TRY IT: Where the listing below has a line with "If you could segment every instance of the man's", write out exactly that line and every line after it, stopping after the line with "If you could segment every instance of the blazer".

SUPPLIED RECORDS:
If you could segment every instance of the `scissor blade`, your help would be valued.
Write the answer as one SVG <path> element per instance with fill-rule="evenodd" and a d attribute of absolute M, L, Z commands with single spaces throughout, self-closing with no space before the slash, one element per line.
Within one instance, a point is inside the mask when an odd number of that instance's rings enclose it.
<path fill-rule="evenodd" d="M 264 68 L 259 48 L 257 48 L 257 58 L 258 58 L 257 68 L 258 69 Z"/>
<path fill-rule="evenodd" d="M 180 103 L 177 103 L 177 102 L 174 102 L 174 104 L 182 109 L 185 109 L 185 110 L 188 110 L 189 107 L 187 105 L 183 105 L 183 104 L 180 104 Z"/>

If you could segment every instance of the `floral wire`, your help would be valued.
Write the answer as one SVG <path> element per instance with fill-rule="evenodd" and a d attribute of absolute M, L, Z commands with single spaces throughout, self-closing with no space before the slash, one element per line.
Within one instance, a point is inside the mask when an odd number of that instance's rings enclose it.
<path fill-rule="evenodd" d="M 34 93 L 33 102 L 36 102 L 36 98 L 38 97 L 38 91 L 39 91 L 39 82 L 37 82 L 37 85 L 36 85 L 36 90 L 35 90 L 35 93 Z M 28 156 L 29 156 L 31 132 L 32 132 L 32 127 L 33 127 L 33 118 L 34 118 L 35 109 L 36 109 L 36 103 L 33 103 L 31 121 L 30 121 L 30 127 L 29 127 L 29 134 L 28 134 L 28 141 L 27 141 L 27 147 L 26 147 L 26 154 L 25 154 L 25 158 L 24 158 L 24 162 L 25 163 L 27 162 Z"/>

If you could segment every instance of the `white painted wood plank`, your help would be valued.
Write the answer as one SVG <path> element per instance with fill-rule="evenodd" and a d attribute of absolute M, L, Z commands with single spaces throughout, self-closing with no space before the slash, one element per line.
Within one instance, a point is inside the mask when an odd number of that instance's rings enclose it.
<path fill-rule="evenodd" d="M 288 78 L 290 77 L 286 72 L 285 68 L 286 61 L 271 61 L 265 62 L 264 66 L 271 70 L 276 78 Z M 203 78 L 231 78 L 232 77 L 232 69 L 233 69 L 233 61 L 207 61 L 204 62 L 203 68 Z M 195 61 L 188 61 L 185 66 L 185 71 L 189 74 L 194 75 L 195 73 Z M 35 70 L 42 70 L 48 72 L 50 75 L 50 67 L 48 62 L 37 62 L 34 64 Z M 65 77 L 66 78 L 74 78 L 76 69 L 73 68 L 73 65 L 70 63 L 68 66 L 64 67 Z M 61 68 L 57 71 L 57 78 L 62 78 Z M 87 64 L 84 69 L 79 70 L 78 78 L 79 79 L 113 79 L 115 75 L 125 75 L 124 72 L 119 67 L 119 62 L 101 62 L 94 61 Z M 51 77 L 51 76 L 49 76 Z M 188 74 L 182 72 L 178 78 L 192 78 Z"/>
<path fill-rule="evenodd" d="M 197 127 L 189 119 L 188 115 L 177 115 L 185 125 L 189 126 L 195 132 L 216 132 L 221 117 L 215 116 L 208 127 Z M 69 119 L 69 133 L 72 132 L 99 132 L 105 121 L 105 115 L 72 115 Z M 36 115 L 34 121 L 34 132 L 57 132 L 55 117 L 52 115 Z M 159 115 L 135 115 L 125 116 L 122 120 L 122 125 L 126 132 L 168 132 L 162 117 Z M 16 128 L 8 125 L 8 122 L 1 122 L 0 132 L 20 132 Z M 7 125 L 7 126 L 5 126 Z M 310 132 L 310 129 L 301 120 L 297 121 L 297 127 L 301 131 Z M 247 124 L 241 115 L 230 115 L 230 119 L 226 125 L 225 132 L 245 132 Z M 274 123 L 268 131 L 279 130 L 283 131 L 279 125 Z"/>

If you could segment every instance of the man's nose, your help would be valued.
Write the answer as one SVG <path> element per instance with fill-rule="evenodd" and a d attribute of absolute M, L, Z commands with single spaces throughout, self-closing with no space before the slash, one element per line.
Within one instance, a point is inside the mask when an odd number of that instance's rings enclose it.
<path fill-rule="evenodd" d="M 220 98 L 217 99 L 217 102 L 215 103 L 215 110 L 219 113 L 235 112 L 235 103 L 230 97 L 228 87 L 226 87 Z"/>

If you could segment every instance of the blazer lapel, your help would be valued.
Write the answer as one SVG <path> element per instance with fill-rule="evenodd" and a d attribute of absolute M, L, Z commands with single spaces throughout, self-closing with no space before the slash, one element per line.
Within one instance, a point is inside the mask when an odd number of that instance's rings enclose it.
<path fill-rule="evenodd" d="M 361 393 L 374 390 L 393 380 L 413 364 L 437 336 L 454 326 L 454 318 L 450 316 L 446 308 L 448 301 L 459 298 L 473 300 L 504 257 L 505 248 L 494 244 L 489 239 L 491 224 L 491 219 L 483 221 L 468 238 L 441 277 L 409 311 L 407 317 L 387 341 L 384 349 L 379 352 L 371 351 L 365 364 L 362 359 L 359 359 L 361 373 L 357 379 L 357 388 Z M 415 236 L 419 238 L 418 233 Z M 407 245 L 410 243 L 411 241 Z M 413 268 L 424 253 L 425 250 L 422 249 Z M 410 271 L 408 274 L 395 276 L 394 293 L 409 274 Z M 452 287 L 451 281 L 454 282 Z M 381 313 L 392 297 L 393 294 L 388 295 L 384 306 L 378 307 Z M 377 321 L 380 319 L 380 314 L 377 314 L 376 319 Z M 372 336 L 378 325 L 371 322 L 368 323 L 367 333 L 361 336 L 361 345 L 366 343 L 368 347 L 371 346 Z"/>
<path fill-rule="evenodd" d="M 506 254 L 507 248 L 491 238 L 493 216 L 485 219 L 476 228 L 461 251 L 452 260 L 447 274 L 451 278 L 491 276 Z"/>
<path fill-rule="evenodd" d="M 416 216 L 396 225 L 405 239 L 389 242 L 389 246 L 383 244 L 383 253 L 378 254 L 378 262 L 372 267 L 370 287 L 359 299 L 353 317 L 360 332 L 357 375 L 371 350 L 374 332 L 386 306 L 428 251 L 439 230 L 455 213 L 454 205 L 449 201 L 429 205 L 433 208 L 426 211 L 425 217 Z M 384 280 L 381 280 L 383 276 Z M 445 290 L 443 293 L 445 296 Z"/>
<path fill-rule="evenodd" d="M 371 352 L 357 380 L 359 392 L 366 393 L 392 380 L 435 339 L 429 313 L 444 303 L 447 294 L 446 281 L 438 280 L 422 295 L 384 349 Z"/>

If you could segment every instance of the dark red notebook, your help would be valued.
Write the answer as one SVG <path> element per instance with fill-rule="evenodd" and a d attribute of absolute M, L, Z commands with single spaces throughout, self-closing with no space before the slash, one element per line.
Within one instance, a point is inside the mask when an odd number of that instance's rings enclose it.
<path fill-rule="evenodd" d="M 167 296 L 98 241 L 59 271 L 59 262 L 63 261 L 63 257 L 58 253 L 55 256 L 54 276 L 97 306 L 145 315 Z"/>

EXERCISE OUTPUT:
If you could segment every instance of the man's nose, your help would be valued.
Write the answer as one SVG <path> element per instance with fill-rule="evenodd" and a d attribute of absolute M, L, Z commands with single spaces throughout, self-closing with no space before the slash, one element per line.
Within one instance, a point is inside the mask when an odd number of that instance's rings enclose it.
<path fill-rule="evenodd" d="M 220 98 L 217 99 L 217 102 L 215 103 L 215 110 L 219 113 L 235 112 L 235 103 L 230 97 L 228 87 L 226 87 Z"/>

If you could segment every instance of the blazer lapel, your help would be valued.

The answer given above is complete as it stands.